---- Supplied records

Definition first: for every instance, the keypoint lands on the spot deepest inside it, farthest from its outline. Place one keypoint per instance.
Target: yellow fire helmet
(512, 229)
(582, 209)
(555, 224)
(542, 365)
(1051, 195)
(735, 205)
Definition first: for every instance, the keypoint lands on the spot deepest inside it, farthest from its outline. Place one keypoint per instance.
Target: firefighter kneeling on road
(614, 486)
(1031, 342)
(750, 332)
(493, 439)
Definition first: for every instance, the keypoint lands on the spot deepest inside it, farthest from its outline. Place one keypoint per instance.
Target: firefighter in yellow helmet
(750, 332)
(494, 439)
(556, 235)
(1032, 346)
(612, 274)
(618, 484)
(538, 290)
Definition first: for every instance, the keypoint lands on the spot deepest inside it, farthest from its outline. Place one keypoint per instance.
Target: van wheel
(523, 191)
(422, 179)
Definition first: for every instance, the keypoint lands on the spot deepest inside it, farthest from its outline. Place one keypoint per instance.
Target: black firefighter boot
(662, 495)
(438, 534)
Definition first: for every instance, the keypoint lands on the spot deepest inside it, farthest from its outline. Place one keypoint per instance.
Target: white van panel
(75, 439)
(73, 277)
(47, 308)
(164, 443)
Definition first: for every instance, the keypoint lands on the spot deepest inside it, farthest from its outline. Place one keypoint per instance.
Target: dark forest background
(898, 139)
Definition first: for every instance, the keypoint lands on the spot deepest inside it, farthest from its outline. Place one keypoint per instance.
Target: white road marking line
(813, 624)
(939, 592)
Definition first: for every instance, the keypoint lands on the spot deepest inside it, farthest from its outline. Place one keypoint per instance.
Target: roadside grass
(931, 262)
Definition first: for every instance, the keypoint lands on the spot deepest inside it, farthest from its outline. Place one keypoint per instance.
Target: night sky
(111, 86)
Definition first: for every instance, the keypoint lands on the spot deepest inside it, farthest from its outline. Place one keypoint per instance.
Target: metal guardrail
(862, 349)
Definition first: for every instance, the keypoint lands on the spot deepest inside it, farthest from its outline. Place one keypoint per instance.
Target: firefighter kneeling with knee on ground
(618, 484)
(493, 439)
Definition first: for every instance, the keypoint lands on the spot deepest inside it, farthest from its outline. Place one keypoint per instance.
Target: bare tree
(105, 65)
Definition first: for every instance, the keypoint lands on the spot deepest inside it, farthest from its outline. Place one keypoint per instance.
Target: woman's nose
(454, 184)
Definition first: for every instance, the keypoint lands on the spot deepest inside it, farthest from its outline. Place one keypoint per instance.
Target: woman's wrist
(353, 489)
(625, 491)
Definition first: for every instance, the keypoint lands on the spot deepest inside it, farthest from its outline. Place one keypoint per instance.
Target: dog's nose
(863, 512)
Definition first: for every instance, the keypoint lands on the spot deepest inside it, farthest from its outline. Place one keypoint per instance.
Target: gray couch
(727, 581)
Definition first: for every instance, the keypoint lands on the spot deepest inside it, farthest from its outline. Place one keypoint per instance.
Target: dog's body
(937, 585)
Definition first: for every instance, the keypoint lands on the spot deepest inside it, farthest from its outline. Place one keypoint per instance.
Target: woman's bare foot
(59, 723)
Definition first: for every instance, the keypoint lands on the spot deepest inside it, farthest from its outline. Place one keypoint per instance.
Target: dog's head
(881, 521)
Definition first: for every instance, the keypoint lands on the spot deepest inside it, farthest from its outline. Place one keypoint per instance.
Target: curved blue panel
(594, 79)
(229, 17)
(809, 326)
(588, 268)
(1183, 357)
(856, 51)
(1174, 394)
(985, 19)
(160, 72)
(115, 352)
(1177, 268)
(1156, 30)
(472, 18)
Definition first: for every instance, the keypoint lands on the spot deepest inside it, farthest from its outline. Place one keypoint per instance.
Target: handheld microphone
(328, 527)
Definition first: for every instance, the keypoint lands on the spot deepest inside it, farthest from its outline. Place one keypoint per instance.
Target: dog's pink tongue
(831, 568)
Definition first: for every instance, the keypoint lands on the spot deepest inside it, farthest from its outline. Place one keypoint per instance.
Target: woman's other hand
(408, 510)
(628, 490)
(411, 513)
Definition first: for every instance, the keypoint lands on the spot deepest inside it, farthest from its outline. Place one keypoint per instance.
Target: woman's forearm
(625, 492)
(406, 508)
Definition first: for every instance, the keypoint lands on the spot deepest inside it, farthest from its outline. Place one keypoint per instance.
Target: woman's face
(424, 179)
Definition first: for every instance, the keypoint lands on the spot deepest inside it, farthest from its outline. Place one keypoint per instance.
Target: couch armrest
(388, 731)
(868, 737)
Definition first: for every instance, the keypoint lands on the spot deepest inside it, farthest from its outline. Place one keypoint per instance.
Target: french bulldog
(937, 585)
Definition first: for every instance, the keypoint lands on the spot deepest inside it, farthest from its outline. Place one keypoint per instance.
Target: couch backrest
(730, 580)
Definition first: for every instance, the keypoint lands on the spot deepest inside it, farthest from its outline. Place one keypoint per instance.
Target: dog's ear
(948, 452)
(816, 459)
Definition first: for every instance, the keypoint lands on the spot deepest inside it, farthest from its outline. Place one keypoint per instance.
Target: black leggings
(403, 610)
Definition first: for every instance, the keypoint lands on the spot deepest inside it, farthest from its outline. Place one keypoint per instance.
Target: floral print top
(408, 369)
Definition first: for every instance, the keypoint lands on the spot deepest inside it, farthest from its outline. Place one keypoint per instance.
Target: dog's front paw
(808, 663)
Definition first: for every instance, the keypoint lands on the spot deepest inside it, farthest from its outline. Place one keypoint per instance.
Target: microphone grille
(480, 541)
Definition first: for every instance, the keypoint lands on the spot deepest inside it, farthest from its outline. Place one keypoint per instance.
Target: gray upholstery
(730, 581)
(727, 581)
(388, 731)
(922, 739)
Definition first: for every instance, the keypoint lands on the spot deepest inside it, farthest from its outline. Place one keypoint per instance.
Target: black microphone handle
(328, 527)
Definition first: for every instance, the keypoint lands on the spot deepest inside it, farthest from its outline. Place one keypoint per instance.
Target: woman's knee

--------

**Objective**: Extract every line from the lines above that contains the word "couch", treating uppercase and lowercase letters as different.

**Answer to the exercise**:
Target: gray couch
Target: couch armrest
Target: couch backrest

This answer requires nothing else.